» **Stated task**: Which lines in the entries below contain the word "stem"? Copy each of those lines in full.

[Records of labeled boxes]
■ ■ ■ ■
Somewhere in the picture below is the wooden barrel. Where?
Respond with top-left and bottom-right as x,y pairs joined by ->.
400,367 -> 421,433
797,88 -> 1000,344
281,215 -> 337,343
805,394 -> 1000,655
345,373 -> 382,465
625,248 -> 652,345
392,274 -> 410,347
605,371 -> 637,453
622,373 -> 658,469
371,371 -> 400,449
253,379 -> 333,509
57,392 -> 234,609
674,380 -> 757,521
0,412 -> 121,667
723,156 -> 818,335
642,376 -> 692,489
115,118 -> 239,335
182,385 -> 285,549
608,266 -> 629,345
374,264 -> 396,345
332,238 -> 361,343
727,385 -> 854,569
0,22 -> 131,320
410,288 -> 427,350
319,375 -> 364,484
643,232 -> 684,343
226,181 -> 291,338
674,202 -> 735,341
■ ■ ■ ■
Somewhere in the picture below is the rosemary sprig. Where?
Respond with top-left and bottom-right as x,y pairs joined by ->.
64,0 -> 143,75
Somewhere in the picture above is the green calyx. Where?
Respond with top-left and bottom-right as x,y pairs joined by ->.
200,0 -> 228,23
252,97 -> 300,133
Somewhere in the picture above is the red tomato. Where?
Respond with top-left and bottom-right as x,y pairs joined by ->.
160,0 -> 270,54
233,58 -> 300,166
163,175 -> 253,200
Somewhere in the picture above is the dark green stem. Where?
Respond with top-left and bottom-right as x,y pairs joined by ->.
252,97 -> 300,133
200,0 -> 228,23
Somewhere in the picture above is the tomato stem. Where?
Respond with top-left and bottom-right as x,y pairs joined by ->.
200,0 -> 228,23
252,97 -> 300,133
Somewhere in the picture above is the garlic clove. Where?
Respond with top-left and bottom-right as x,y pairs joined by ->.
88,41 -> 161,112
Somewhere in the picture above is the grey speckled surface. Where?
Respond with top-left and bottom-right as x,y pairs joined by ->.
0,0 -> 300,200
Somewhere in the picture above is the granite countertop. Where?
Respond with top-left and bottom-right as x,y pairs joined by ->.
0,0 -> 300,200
■ ■ ■ ■
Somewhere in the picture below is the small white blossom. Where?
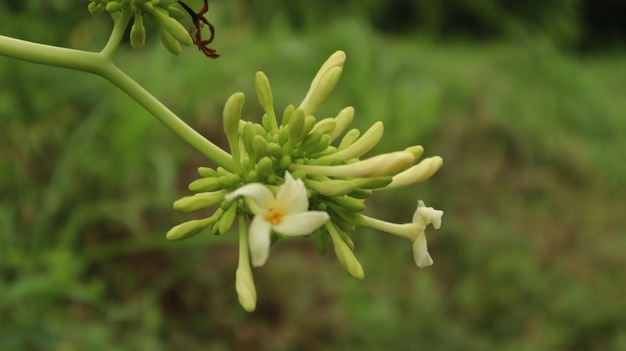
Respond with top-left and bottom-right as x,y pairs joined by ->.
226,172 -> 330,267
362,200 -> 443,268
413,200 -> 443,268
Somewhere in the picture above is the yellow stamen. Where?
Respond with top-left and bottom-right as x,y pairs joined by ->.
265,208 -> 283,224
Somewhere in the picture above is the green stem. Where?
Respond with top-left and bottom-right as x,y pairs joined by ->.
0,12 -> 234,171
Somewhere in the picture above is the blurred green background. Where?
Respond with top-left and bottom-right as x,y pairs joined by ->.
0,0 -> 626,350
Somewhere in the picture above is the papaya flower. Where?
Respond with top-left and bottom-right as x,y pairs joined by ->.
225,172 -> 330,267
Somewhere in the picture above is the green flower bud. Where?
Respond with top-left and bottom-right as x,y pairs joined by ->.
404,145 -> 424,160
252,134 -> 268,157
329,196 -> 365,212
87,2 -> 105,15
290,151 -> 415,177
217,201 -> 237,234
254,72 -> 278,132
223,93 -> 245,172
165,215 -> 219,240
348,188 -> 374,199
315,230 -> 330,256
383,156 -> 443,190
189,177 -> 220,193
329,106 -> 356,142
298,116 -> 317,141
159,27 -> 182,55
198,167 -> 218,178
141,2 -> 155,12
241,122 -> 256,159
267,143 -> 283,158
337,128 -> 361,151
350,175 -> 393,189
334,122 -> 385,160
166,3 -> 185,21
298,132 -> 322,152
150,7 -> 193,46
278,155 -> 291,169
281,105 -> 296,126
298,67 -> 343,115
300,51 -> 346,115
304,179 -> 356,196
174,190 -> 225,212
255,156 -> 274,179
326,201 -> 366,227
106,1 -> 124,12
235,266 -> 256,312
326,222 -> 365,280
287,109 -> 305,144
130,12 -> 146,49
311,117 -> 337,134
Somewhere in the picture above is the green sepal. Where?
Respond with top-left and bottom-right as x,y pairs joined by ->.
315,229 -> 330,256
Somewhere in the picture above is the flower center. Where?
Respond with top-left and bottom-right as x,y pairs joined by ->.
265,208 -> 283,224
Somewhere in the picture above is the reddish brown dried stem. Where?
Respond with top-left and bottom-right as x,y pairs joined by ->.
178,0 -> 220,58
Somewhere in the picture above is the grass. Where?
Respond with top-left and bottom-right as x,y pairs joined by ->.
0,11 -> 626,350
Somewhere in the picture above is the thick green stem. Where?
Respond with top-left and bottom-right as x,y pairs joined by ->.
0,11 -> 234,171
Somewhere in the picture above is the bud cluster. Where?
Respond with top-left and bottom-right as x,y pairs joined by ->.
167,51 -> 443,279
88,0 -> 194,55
■ ■ ■ ■
» **Correct answer**:
Somewhere in the picture above is the dark green stem. Where?
Somewhere in the picture above is the tomato stem. Where?
Somewhere in the picture above is the green stem. Where?
Somewhere in the picture above is the reddish brown dried stem. Where?
Somewhere in the picture above is the thick green stem. Where?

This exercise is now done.